__Written task__
Turn all of the data below into a numbered list with one line per item and no blank lines, leaving out the pictures.
*** Begin section ***
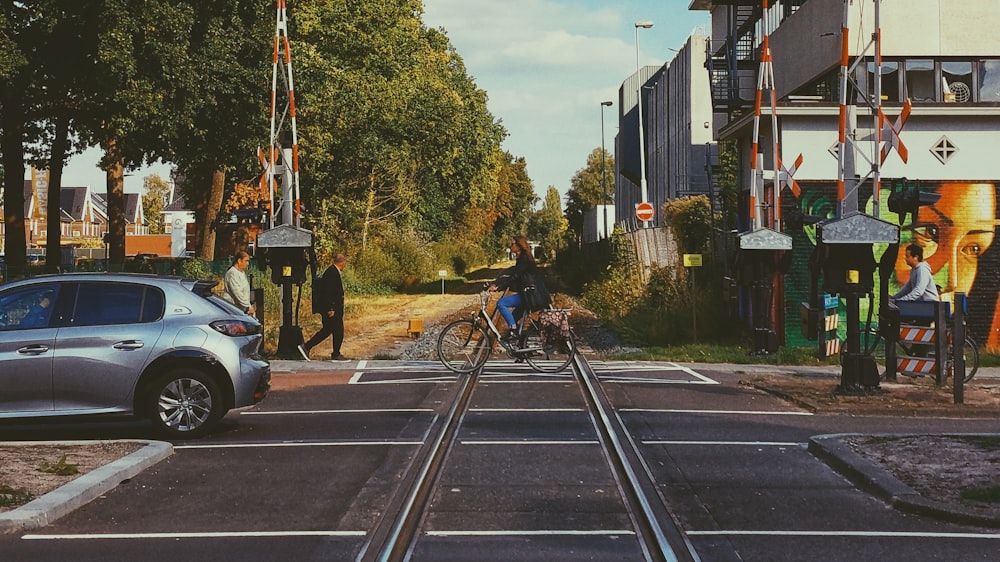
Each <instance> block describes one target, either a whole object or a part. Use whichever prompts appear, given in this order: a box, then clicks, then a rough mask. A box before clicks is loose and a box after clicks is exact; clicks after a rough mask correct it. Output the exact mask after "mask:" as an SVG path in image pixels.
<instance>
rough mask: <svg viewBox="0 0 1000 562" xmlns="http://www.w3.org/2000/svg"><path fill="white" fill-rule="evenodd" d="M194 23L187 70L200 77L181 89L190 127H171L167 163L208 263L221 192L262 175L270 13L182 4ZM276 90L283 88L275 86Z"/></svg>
mask: <svg viewBox="0 0 1000 562" xmlns="http://www.w3.org/2000/svg"><path fill="white" fill-rule="evenodd" d="M187 2H188V3H189V4H190V5H191V6H192V9H193V15H194V24H193V26H192V30H191V38H190V55H189V56H190V68H189V69H188V71H189V72H190V73H191V74H192V75H193V76H196V77H197V80H196V82H194V83H191V84H190V85H189V87H188V89H187V90H186V91H185V92H184V94H185V99H186V100H189V101H190V100H197V101H196V102H191V105H190V112H189V113H188V116H189V119H190V122H186V121H183V120H182V121H180V122H178V123H174V124H169V126H168V127H169V128H168V129H167V130H168V131H169V132H170V134H169V135H168V138H170V139H171V145H170V153H169V157H170V158H169V159H170V161H171V162H173V163H174V164H176V166H177V169H178V175H179V176H181V177H183V178H184V181H183V182H180V181H179V182H178V186H179V187H180V188H181V189H182V191H183V193H184V197H185V201H186V202H187V204H188V206H189V208H190V209H191V210H192V211H193V212H194V215H195V223H196V225H197V226H196V230H195V247H196V248H197V249H196V252H197V255H198V257H200V258H202V259H213V258H214V255H215V234H216V222H217V220H218V218H219V212H220V210H221V209H222V204H223V201H224V200H225V193H226V191H227V189H230V188H231V186H232V185H233V184H235V183H236V181H237V179H239V178H244V179H245V178H252V177H256V176H257V175H259V173H260V170H259V169H258V167H257V163H256V160H255V159H254V158H253V154H254V150H255V148H256V147H257V146H260V145H266V144H267V143H268V139H267V121H266V114H265V111H266V107H267V106H266V103H267V99H268V97H267V94H266V92H267V90H266V86H265V85H266V84H268V83H269V80H268V78H269V74H270V73H267V72H264V71H263V69H264V68H266V63H267V62H268V61H270V60H271V54H272V53H271V43H270V41H268V38H269V37H272V36H273V34H274V31H273V29H274V28H273V23H274V20H273V14H274V12H273V11H271V10H268V9H265V7H266V6H265V5H264V3H262V2H259V1H257V0H187ZM279 87H280V86H279Z"/></svg>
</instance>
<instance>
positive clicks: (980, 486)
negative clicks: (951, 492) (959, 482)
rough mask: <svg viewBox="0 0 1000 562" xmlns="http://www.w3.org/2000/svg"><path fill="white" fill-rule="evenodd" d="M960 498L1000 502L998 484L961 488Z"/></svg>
mask: <svg viewBox="0 0 1000 562" xmlns="http://www.w3.org/2000/svg"><path fill="white" fill-rule="evenodd" d="M962 499H963V500H966V501H971V502H979V503H994V504H1000V486H976V487H973V488H963V489H962Z"/></svg>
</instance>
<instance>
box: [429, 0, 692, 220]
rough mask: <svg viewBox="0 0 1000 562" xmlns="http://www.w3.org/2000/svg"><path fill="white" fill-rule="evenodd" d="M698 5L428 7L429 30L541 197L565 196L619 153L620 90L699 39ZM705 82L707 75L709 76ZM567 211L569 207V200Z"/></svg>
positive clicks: (555, 1)
mask: <svg viewBox="0 0 1000 562" xmlns="http://www.w3.org/2000/svg"><path fill="white" fill-rule="evenodd" d="M690 4H691V0H506V1H504V2H497V1H496V0H424V8H425V13H424V23H425V24H426V25H427V26H428V27H443V28H444V29H445V31H446V32H447V34H448V37H449V38H450V39H451V43H452V45H454V46H455V49H456V51H457V52H458V54H459V55H460V56H461V57H462V59H463V60H464V61H465V66H466V72H468V74H469V76H471V77H472V78H473V80H475V82H476V84H477V85H478V86H479V87H480V88H481V89H483V90H485V91H486V93H487V94H488V96H489V102H488V108H489V110H490V112H491V113H492V114H493V116H494V117H495V118H497V119H500V120H501V121H502V123H503V125H504V127H506V129H507V133H508V137H507V139H506V140H505V141H504V145H503V146H504V149H506V150H507V151H508V152H510V153H511V154H512V155H514V156H515V157H518V156H523V157H524V158H525V160H526V162H527V165H528V175H529V176H531V179H532V182H533V183H534V184H535V191H536V192H537V193H538V195H539V196H540V197H544V195H545V192H546V191H547V190H548V187H549V186H550V185H554V186H555V187H556V188H557V189H558V190H559V192H560V193H561V194H562V195H563V196H565V194H566V192H567V191H568V190H569V188H570V181H571V179H572V177H573V175H574V174H576V172H577V171H578V170H580V169H582V168H583V167H584V166H585V165H586V163H587V156H588V155H589V154H590V153H591V151H593V150H594V149H595V148H599V147H600V146H601V102H602V101H613V102H615V105H614V106H611V107H607V108H605V110H604V115H605V117H604V119H605V124H604V129H605V137H606V140H605V142H604V145H605V148H606V149H607V150H608V151H611V152H614V138H615V135H616V134H617V132H618V118H617V115H618V108H617V105H618V89H619V88H620V87H621V84H622V82H624V81H625V79H626V78H628V77H629V76H630V75H632V74H634V73H635V71H636V33H635V31H636V29H635V22H638V21H652V22H653V27H652V28H650V29H639V63H640V64H641V65H643V66H645V65H663V64H664V63H666V62H667V61H669V60H670V59H671V58H673V56H674V52H673V51H672V50H671V49H675V50H676V49H679V48H681V47H682V46H683V45H684V43H685V41H686V40H687V38H688V36H689V35H690V34H691V33H692V32H693V31H694V30H695V29H696V28H701V29H702V31H703V32H705V31H706V30H707V29H708V24H709V16H708V12H705V11H689V10H688V6H689V5H690ZM706 72H707V71H706ZM563 200H564V203H565V197H563Z"/></svg>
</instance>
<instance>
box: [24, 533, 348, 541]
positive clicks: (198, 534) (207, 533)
mask: <svg viewBox="0 0 1000 562" xmlns="http://www.w3.org/2000/svg"><path fill="white" fill-rule="evenodd" d="M366 534H367V533H366V532H365V531H247V532H222V531H220V532H207V533H107V534H92V535H81V534H69V535H24V536H22V537H21V538H22V539H24V540H46V541H54V540H111V539H115V540H118V539H226V538H247V537H249V538H263V537H363V536H365V535H366Z"/></svg>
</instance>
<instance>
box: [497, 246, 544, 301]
mask: <svg viewBox="0 0 1000 562" xmlns="http://www.w3.org/2000/svg"><path fill="white" fill-rule="evenodd" d="M493 284H494V285H496V286H497V289H498V290H500V291H503V290H510V291H516V292H517V293H519V294H520V295H521V298H522V299H525V302H526V303H527V302H528V300H529V297H526V296H525V293H526V292H527V291H531V292H533V293H534V295H533V296H532V297H530V302H531V309H532V310H540V309H543V308H548V306H549V305H550V304H551V303H552V297H550V296H549V291H548V289H546V288H545V283H544V282H543V281H542V274H541V272H540V271H539V270H538V265H536V264H535V260H533V259H531V258H530V257H528V256H527V255H526V254H524V253H521V254H520V255H518V256H517V262H515V263H514V265H513V266H512V267H508V268H507V269H505V270H504V272H503V273H501V274H500V275H499V276H498V277H497V278H496V281H494V282H493ZM526 289H527V291H526Z"/></svg>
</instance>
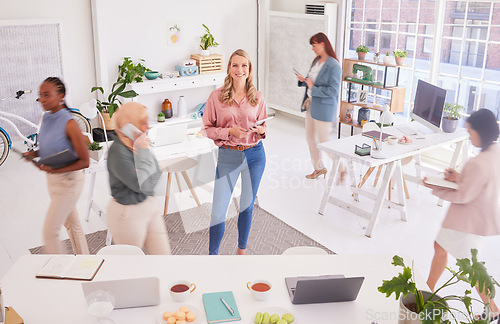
*** End section ***
__Solution to this exercise__
1. Each <instance> block describes one target, either a whole object or a part. Use whichever prompts appear, given in this order: a box, then clicks, then a rough mask. A box before clicks is loose and a box after clicks is exact; clicks after a rough mask correct it. Output the exact mask after "mask:" as an SVG path in image pixels.
2. <instance>
3. rough mask: <svg viewBox="0 0 1000 562" xmlns="http://www.w3.org/2000/svg"><path fill="white" fill-rule="evenodd" d="M194 23L187 70L200 77L181 89L190 127H171L167 163L208 263L221 192L262 175L270 13L182 4ZM276 90L283 88L275 86Z"/></svg>
4. mask: <svg viewBox="0 0 1000 562" xmlns="http://www.w3.org/2000/svg"><path fill="white" fill-rule="evenodd" d="M187 2H188V3H189V4H190V5H191V6H192V9H193V15H194V24H193V26H192V30H191V38H190V55H189V56H190V68H189V69H188V71H189V72H190V73H191V74H192V75H193V76H196V77H197V80H196V82H194V83H191V84H190V85H189V87H188V89H187V90H186V91H185V92H184V94H185V99H186V100H189V101H190V100H197V101H196V102H191V105H190V112H189V113H188V116H189V119H190V122H186V121H183V120H182V121H180V122H178V123H174V124H169V126H168V127H169V128H168V129H167V130H168V131H169V132H170V134H169V135H168V138H170V139H171V145H170V153H169V157H170V158H169V159H170V161H171V162H173V163H174V164H176V166H177V169H178V175H179V176H181V177H183V178H184V181H183V182H180V181H179V182H178V186H179V187H180V188H181V189H182V191H183V193H184V197H185V201H186V202H187V204H188V206H189V208H190V209H191V210H192V211H193V212H194V215H195V223H196V225H197V226H196V230H195V247H196V248H197V249H196V252H197V255H198V257H200V258H202V259H213V258H214V255H215V234H216V222H217V220H218V218H219V212H220V210H221V209H222V204H223V201H224V200H225V193H226V191H227V189H230V188H231V186H232V185H233V184H235V183H236V181H237V179H239V178H244V179H245V178H252V177H256V176H257V175H259V173H260V170H259V169H258V167H257V163H256V160H255V159H254V158H253V154H254V150H255V148H256V147H257V146H260V145H266V144H267V143H268V139H267V121H266V114H265V111H266V107H267V106H266V103H267V99H268V97H267V94H266V92H267V90H266V86H265V85H266V84H268V83H269V80H268V78H269V74H270V73H267V72H264V71H263V69H264V68H266V63H267V62H268V61H270V60H271V54H272V53H271V43H270V41H268V38H269V37H272V36H273V34H274V31H273V29H274V28H273V23H274V20H273V14H274V12H273V11H271V10H268V9H265V7H266V6H265V5H264V3H262V2H259V1H257V0H187ZM279 87H280V86H279Z"/></svg>
5. </instance>
6. <instance>
7. positive clicks: (980, 486)
8. negative clicks: (951, 492) (959, 482)
9. rough mask: <svg viewBox="0 0 1000 562" xmlns="http://www.w3.org/2000/svg"><path fill="white" fill-rule="evenodd" d="M960 498L1000 502L998 484L961 488Z"/></svg>
10. mask: <svg viewBox="0 0 1000 562" xmlns="http://www.w3.org/2000/svg"><path fill="white" fill-rule="evenodd" d="M962 499H963V500H966V501H971V502H979V503H994V504H1000V486H976V487H973V488H963V489H962Z"/></svg>
11. </instance>
12. <instance>
13. box: [429, 0, 692, 220]
14. rough mask: <svg viewBox="0 0 1000 562" xmlns="http://www.w3.org/2000/svg"><path fill="white" fill-rule="evenodd" d="M698 5L428 7L429 30L541 197L565 196L619 153L620 90L699 39ZM705 82L707 75L709 76ZM567 211L569 207V200Z"/></svg>
15. positive clicks: (555, 1)
16. mask: <svg viewBox="0 0 1000 562" xmlns="http://www.w3.org/2000/svg"><path fill="white" fill-rule="evenodd" d="M690 4H691V0H506V1H504V2H497V1H496V0H424V8H425V13H424V23H425V24H426V25H427V26H428V27H443V28H444V29H445V31H446V32H447V34H448V37H449V38H450V39H451V43H452V45H454V46H455V49H456V51H457V52H458V54H459V55H460V56H461V57H462V59H463V60H464V61H465V66H466V72H468V74H469V76H471V77H472V78H473V80H475V82H476V84H477V85H478V86H479V87H480V88H481V89H483V90H485V91H486V93H487V94H488V96H489V102H488V108H489V110H490V112H491V113H492V114H493V116H494V117H495V118H497V119H500V120H501V121H502V123H503V125H504V127H506V129H507V133H508V137H507V139H506V140H505V141H504V145H503V146H504V149H506V150H507V151H508V152H510V153H511V154H512V155H514V156H515V157H518V156H523V157H524V158H525V160H526V162H527V165H528V175H529V176H531V179H532V182H533V183H534V184H535V191H536V192H537V193H538V195H539V196H540V197H544V195H545V192H546V191H547V190H548V187H549V186H550V185H554V186H555V187H556V188H557V189H558V190H559V192H560V193H561V194H562V195H563V196H565V194H566V192H567V191H568V190H569V188H570V181H571V179H572V177H573V175H574V174H576V172H577V171H578V170H580V169H582V168H583V167H584V166H585V165H586V163H587V156H588V155H589V154H590V153H591V151H593V150H594V149H595V148H599V147H600V146H601V102H602V101H613V102H615V105H614V106H611V107H607V108H605V110H604V115H605V117H604V119H605V124H604V129H605V137H606V140H605V142H604V145H605V148H606V149H607V150H608V151H611V152H614V138H615V135H616V134H617V132H618V118H617V115H618V108H617V105H618V89H619V88H620V87H621V84H622V82H624V81H625V79H626V78H628V77H629V76H630V75H632V74H634V73H635V71H636V33H635V31H636V29H635V22H638V21H652V22H653V27H652V28H650V29H639V63H640V64H641V65H643V66H645V65H663V64H664V63H666V62H667V61H669V60H670V59H671V58H673V56H674V52H673V51H672V50H671V49H675V50H676V49H679V48H681V47H682V46H683V45H684V43H685V41H686V40H687V38H688V36H689V35H690V34H691V33H692V32H693V31H694V30H695V29H696V28H701V29H702V31H703V32H705V31H706V30H707V29H708V24H709V16H708V12H705V11H689V10H688V6H689V5H690ZM706 72H707V71H706ZM563 200H564V203H565V197H563Z"/></svg>
17. </instance>
18. <instance>
19. box: [24, 533, 348, 541]
20. positive clicks: (198, 534) (207, 533)
21. mask: <svg viewBox="0 0 1000 562" xmlns="http://www.w3.org/2000/svg"><path fill="white" fill-rule="evenodd" d="M366 534H367V533H366V532H365V531H247V532H222V531H220V532H207V533H107V534H92V535H81V534H69V535H24V536H22V537H21V538H22V539H24V540H46V541H54V540H111V539H115V540H118V539H226V538H247V537H249V538H263V537H363V536H365V535H366Z"/></svg>
22. </instance>
23. <instance>
24. box: [497, 246, 544, 301]
25. mask: <svg viewBox="0 0 1000 562" xmlns="http://www.w3.org/2000/svg"><path fill="white" fill-rule="evenodd" d="M493 284H494V285H496V286H497V289H498V290H500V291H503V290H510V291H516V292H517V293H519V294H520V295H521V298H522V299H525V302H526V303H527V302H528V300H529V297H526V296H525V293H526V292H527V291H531V292H533V293H534V295H533V296H532V297H530V302H531V309H532V310H540V309H543V308H548V306H549V305H550V304H551V303H552V297H550V296H549V291H548V289H546V288H545V283H544V282H543V281H542V274H541V272H540V271H539V270H538V265H536V264H535V260H533V259H531V258H530V257H528V256H527V255H526V254H524V253H521V254H520V255H518V256H517V262H515V263H514V265H513V266H512V267H508V268H507V269H505V270H504V272H503V273H501V274H500V275H499V276H498V277H497V278H496V281H494V282H493ZM526 289H527V291H526Z"/></svg>
26. </instance>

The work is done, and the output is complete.